* BEGIN RECORDS SUPPLIED *

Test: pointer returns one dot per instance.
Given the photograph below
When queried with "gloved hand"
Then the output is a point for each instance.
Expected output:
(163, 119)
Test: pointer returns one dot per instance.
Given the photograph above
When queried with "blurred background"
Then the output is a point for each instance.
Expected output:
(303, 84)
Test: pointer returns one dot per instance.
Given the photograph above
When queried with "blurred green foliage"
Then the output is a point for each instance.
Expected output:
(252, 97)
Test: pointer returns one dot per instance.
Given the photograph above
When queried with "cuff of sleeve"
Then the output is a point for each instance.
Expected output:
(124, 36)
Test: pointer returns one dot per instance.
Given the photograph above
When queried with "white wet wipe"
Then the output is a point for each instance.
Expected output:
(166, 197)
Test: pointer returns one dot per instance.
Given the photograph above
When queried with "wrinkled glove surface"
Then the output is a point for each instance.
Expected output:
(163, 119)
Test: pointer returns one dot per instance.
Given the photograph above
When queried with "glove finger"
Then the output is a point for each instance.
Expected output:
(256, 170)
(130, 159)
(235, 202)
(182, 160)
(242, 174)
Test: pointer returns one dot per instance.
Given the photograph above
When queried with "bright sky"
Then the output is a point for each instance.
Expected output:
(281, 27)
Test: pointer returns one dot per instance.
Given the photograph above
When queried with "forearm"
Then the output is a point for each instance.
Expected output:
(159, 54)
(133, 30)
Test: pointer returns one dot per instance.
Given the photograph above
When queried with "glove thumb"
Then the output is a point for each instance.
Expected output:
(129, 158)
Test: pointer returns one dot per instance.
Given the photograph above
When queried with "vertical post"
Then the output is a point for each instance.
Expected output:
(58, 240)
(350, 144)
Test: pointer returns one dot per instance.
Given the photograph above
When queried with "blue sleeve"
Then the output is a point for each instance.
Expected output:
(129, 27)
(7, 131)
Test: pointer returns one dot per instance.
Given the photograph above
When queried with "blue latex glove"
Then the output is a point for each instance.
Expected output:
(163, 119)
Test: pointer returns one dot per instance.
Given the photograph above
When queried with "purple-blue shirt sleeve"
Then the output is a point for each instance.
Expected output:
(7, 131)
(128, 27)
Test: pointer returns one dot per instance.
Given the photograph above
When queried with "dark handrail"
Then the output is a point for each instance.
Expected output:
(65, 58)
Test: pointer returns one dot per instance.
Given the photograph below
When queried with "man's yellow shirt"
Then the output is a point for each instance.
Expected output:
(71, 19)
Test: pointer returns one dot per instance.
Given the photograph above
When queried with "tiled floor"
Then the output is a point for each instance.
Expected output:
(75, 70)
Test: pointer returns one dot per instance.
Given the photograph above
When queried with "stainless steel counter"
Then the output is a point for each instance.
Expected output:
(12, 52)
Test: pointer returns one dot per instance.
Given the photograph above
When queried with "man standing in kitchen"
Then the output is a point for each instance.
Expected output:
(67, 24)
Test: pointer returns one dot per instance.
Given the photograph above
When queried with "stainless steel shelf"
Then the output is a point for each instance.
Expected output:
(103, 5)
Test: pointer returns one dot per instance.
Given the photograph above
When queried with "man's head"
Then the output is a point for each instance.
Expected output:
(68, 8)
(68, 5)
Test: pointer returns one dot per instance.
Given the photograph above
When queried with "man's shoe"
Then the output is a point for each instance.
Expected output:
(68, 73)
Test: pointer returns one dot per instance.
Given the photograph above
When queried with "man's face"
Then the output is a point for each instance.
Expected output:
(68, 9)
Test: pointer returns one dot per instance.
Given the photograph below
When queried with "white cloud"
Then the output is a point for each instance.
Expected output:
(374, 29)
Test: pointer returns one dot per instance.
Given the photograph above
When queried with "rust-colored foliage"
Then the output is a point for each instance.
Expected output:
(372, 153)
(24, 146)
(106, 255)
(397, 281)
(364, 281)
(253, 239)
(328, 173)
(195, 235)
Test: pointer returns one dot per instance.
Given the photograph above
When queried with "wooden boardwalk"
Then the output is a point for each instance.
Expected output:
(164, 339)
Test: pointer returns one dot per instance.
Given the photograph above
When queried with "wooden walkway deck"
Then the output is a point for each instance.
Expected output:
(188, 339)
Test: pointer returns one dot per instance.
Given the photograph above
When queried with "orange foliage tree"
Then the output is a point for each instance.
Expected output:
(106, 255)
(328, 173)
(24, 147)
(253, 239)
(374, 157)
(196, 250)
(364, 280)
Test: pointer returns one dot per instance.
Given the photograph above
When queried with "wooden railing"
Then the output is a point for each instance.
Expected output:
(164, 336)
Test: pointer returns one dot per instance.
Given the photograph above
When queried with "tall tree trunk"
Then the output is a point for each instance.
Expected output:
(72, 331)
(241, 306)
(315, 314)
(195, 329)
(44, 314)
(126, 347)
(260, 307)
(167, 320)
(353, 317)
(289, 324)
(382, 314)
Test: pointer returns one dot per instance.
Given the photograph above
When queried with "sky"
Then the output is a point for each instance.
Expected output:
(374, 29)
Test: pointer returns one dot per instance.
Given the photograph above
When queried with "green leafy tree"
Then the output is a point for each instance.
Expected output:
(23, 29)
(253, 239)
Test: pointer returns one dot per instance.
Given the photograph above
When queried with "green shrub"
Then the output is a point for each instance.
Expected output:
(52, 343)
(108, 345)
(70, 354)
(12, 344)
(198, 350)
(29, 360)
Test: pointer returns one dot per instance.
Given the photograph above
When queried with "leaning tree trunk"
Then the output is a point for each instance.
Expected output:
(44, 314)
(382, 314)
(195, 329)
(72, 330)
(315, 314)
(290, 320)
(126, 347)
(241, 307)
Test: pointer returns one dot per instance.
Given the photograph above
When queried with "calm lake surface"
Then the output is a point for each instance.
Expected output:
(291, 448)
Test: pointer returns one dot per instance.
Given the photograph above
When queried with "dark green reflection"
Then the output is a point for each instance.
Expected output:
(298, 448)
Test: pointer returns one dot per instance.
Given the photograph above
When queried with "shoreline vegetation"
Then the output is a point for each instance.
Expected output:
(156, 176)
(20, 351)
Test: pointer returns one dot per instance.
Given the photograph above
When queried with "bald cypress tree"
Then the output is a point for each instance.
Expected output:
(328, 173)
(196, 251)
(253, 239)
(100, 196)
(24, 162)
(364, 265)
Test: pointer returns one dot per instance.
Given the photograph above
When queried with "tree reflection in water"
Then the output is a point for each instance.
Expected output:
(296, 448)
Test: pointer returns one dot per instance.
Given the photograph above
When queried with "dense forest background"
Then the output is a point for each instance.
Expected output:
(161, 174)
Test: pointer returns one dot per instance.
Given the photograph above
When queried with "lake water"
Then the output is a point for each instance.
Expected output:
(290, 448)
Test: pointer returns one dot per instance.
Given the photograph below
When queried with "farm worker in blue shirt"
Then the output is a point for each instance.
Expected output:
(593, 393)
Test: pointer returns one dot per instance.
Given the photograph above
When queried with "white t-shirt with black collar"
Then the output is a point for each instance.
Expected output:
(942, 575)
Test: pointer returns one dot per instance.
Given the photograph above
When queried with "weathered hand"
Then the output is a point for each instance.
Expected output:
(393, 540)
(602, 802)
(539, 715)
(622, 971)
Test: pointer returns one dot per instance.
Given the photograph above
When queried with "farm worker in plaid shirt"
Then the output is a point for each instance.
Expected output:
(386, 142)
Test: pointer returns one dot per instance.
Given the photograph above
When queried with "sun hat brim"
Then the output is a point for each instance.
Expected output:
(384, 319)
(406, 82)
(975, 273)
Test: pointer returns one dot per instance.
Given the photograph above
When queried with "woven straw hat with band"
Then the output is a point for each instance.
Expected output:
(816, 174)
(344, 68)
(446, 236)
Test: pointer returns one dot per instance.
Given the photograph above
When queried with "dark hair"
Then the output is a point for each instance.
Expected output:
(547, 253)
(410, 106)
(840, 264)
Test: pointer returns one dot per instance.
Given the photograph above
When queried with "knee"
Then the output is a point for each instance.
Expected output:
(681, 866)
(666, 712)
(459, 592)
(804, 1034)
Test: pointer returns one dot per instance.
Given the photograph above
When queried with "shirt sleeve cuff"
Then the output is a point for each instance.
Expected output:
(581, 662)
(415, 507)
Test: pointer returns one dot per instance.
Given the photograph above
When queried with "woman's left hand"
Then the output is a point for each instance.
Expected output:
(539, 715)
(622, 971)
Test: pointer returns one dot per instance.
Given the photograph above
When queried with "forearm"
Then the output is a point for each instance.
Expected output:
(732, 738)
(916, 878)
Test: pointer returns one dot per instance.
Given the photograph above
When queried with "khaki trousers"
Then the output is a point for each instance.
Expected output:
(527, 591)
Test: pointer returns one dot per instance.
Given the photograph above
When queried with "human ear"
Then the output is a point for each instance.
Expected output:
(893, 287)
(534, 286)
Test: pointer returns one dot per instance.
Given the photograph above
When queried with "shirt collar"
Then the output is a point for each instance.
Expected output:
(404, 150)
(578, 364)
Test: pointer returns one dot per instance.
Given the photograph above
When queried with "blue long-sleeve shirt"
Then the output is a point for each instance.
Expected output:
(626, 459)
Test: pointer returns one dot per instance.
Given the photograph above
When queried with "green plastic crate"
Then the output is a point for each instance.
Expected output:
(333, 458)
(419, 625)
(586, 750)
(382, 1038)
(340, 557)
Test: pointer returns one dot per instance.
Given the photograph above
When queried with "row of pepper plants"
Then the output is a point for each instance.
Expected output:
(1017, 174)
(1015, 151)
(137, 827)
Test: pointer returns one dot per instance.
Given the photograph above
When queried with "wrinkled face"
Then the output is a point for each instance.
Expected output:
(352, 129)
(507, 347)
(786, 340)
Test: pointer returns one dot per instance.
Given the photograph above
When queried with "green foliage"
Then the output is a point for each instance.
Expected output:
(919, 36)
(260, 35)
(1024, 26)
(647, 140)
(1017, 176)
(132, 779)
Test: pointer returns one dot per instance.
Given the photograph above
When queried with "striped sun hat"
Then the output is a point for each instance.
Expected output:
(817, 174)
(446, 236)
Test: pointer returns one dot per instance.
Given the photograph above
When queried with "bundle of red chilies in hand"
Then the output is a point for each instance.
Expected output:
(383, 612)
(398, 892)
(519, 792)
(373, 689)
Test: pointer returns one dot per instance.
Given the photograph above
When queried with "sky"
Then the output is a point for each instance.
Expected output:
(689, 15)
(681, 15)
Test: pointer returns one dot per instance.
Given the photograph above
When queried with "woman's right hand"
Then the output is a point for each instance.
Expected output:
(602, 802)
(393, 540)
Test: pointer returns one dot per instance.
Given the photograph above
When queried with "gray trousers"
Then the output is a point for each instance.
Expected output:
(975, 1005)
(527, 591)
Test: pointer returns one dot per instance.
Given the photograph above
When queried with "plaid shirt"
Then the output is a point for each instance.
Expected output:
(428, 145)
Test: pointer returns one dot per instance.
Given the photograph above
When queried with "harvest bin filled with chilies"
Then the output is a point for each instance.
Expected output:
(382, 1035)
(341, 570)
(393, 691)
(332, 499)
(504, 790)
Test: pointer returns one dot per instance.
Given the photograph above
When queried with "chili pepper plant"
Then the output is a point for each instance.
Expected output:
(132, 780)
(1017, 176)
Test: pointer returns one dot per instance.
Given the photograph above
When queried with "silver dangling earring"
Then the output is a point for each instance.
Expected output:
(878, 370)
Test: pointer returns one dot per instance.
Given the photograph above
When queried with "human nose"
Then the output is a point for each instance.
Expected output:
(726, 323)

* END RECORDS SUPPLIED *

▶ [EXERCISE]: Which lines in the items above contain the word "lake"? Pull out each of those lines in full, counting only matches with the same uppercase and lowercase letters.

▶ [CORRECT RESULT]:
When queried with "calm lake surface"
When queried with "lake water"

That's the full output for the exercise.